#### BRIEF
Arrange every line of the items that follow as a Markdown table with two columns, "Row" for the line's number and "Line" for its text. Skip blank lines and leave the pictures out.
"""
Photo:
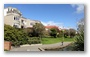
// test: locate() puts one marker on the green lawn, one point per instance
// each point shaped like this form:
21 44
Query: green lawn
55 40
"""
#### FINAL RESULT
| Row | Line |
|---|---|
| 1 | Photo: |
| 2 | // test: locate() puts one marker on the green lawn, one point per instance |
| 3 | // each point shaped like this form: |
| 4 | 21 44 |
| 5 | Query: green lawn |
| 6 | 55 40 |